*Problem 1*. Reproduce the wolf article below, from "Y206 is the" up to and including "monitor her activity.".
*Problem 2*. In the wolf article below, what was Y206 doing when she was spotted from the air?
*Problem 3*. Pick up the wolf article below where it stops and write the next part.

Text: Begin

USFWS wolf biologist Tom Meier says a black wolf tagged Y206 was located during a routine monitoring flight on February 6, 10 miles west of Priest Lake inside the Washington state border. The wolf is the first to appear in the state in 70 years.

"We followed her signal out to the Priest Lake area in Idaho and then just kept following it west into Washington," Meier said.

The conservation group Defenders of Wildlife has pledged to use The Bailey Wildlife Foundation Wolf Compensation Trust to repay ranchers for wolf depredations of livestock if they occur in Washington.

"This is great news for wolves and wildlife supporters, and a positive development for the entire Northwest," said Rodger Schlickeisen, president of Defenders of Wildlife. "Wolves deserve the chance to reestablish themselves in areas of prime historic habitat, and Defenders stands ready to help smooth the way for this important species with its compensation and proactive programs."

Y206 is the alpha female of the Gravelly pack and biologists believe she may be seeking a mate in the new area where they suspect, but have not documented, the presence of other recolonizing wolves. Her radio collar is new and expected to last four years, giving biologists a long time to monitor her activity.

She was scavenging the carcass of a dead moose when she was seen from the air.

"Hopefully, she will find a suitable partner and reestablish the first pack of wolves in Washington state since they were eradicated over 70 years ago," Suzanne Laverty, northwest representative for Defenders of Wildlife. "We've been hoping for this day to come soon. There is plentiful habitat in this part of Washington state and very few livestock to cause any real conflicts. It's perfect for wolves."

Text: End
Extracted entries: Begin

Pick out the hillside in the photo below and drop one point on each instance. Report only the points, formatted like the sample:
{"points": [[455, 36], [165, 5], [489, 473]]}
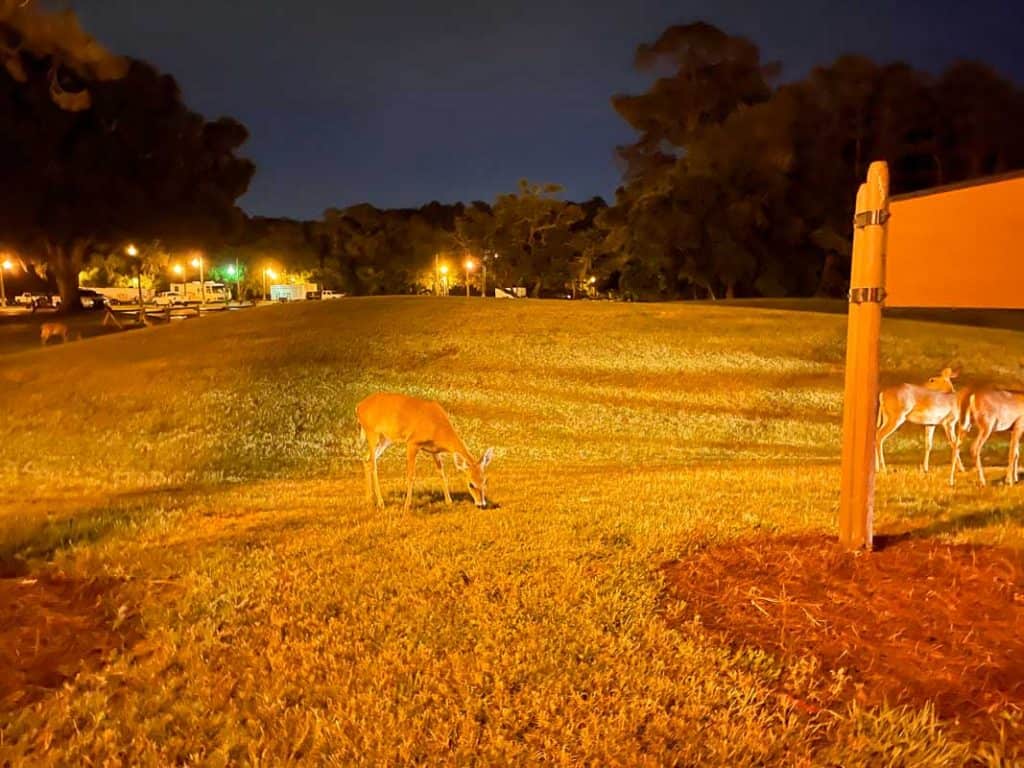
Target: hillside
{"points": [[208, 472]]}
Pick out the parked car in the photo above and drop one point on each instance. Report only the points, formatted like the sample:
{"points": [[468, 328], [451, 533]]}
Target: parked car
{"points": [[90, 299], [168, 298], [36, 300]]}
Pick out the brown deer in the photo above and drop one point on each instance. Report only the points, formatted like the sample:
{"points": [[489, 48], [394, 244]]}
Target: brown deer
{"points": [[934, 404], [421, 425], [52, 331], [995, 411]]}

Extracted entries: End
Extracted entries: Begin

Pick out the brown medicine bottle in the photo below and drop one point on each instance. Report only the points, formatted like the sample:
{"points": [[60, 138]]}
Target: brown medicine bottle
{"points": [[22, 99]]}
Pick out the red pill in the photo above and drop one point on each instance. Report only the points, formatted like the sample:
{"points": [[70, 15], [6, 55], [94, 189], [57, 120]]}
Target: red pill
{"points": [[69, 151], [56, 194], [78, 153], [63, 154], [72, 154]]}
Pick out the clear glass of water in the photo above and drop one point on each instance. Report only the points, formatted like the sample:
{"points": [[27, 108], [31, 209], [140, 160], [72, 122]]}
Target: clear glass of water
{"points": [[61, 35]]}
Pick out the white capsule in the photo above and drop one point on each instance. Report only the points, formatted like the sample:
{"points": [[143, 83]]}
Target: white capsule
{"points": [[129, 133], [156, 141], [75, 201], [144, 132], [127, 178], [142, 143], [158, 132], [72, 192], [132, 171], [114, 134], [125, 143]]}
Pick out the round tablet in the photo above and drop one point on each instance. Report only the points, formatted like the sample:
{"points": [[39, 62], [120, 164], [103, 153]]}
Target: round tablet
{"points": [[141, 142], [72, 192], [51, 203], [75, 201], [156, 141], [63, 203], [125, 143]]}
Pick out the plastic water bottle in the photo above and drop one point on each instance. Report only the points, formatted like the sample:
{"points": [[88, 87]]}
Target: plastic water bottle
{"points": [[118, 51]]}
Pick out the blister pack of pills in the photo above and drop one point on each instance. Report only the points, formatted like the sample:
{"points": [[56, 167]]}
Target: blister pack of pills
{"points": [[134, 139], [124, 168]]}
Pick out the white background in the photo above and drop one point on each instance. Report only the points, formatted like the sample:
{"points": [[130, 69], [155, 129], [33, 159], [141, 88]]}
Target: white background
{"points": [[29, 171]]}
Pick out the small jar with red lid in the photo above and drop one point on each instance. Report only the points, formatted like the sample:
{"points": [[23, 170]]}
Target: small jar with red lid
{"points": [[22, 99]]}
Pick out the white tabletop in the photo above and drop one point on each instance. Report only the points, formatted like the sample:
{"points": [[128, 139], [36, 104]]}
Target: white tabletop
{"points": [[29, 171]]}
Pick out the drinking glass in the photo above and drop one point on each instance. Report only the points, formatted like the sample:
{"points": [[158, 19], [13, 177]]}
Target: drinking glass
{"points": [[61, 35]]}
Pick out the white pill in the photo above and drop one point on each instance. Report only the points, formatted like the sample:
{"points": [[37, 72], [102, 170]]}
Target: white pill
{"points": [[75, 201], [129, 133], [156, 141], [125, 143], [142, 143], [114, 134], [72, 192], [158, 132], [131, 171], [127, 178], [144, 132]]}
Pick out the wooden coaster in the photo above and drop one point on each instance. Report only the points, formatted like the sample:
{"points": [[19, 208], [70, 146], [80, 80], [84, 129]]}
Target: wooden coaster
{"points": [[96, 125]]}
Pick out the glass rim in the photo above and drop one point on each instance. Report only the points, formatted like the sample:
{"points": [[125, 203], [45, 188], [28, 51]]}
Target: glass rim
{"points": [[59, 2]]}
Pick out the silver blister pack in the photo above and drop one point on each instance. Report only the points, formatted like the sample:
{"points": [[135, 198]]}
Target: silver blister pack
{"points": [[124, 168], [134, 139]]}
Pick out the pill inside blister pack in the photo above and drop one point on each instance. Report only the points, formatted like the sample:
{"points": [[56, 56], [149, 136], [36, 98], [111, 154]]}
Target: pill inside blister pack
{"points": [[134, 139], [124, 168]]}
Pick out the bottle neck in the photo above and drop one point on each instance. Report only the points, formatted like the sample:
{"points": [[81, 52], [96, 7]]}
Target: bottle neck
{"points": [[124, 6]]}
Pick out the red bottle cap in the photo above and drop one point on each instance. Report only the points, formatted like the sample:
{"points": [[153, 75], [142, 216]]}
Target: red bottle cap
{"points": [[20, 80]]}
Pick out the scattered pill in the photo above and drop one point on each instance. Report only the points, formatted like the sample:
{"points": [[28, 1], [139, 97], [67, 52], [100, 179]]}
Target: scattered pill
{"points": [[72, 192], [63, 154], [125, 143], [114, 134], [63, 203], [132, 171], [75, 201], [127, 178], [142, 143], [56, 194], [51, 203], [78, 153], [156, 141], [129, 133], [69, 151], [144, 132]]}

Extracted entries: End
Extracted entries: Begin

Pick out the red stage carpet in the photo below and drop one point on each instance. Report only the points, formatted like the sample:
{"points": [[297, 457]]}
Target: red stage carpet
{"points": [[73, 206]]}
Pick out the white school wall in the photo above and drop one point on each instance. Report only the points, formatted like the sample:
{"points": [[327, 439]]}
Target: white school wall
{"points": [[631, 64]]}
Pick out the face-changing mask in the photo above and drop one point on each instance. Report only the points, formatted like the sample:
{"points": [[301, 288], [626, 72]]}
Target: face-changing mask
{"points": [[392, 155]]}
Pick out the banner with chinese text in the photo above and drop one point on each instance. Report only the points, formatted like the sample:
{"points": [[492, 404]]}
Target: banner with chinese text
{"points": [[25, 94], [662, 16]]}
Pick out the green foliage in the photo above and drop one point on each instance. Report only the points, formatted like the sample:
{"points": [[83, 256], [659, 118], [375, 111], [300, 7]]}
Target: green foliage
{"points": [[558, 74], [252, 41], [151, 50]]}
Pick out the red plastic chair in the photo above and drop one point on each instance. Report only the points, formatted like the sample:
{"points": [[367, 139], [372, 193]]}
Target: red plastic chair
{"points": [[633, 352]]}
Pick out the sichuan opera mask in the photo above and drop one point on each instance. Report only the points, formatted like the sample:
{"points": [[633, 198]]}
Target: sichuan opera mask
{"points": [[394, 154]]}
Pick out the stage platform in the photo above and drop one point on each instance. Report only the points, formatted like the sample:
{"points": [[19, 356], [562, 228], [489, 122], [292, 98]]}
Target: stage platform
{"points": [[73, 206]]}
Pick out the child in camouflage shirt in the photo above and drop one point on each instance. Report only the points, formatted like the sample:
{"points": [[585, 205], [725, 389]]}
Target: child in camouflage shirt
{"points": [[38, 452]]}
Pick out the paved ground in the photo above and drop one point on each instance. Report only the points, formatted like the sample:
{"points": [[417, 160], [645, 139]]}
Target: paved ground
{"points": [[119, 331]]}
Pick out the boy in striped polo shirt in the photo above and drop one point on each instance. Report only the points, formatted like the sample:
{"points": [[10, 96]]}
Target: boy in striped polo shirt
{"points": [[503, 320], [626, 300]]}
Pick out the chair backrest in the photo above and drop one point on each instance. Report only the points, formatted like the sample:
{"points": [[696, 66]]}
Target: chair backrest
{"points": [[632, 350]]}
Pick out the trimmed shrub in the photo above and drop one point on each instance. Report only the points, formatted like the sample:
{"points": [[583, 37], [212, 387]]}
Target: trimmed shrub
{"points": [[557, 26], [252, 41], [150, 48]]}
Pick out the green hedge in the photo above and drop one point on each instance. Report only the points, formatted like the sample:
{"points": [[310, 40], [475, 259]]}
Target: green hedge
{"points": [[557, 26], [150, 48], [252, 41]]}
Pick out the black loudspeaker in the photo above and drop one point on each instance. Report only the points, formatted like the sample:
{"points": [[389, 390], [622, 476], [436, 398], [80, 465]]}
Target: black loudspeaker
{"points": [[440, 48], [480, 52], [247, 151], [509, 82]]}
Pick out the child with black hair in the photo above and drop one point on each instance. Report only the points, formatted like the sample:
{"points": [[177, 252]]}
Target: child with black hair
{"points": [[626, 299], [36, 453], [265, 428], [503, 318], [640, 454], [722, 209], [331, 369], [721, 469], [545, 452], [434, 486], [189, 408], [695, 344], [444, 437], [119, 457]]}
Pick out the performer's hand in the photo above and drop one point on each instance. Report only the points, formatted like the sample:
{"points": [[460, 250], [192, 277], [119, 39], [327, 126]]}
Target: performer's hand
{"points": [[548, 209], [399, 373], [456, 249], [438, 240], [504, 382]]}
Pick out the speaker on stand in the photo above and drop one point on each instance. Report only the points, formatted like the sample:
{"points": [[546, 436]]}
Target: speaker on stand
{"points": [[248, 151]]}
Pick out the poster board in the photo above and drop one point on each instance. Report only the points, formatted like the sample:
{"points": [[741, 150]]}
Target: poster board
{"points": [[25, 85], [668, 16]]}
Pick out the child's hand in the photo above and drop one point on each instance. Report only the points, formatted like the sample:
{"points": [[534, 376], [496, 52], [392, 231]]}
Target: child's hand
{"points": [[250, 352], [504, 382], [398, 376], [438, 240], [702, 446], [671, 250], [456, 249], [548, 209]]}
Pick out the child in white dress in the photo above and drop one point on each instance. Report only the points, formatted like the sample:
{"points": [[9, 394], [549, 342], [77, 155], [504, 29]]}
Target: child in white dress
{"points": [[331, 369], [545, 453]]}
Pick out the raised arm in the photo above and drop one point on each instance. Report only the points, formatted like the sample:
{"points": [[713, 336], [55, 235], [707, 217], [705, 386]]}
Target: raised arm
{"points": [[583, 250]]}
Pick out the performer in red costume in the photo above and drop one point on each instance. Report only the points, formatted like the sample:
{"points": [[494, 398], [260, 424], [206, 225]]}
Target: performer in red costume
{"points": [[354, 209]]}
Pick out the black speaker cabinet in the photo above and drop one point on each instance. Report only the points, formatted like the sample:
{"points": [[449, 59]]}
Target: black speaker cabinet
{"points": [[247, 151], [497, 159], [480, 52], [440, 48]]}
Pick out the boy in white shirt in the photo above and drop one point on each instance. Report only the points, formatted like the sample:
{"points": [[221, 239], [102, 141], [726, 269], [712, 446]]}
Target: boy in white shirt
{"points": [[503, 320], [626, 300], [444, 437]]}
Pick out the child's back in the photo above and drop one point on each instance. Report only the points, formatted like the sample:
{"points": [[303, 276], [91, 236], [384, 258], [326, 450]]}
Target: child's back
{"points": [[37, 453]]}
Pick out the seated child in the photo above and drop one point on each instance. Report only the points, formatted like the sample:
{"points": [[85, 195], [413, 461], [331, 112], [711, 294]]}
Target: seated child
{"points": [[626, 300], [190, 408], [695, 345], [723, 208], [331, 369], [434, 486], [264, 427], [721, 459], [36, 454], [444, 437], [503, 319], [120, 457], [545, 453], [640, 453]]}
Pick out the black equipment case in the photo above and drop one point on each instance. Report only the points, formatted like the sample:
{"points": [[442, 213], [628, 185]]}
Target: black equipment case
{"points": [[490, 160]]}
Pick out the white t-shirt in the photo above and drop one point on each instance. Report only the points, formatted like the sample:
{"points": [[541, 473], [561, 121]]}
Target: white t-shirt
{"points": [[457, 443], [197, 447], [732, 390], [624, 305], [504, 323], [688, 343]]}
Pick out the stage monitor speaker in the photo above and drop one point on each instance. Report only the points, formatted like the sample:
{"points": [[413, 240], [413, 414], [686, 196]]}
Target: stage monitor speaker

Extracted entries: End

*Exercise output 1*.
Y206 is the alpha female of the Gravelly pack and biologists believe she may be seeking a mate in the new area where they suspect, but have not documented, the presence of other recolonizing wolves. Her radio collar is new and expected to last four years, giving biologists a long time to monitor her activity.

*Exercise output 2*. She was scavenging the carcass of a dead moose.

*Exercise output 3*.
On December 19, this alpha female, her six pups and one yearling son were relocated to the Yaak River drainage in Northwestern Montana after being in captivity since June 2001. The pack was held to allow the pups to reach an age where they could survive on their own after the death of the pack's alpha male.

Now at 80 percent of their adult size, the 10 month old pups appear to be faring well in their new territory, though biologists are still monitoring them. One pup has traveled to British Columbia, about 15 miles beyond the U.S.-Canadian border.

The Bailey Wildlife Foundation Wolf Compensation Trust has helped promote acceptance of reintroduced wolves or those returning to their historic range. Through this fund, Defenders of Wildlife has paid over $208,000 since 1987 to ranchers to reimburse them for wolf caused livestock losses, in order to help create an atmosphere of greater tolerance with local residents where wolves have been re-established.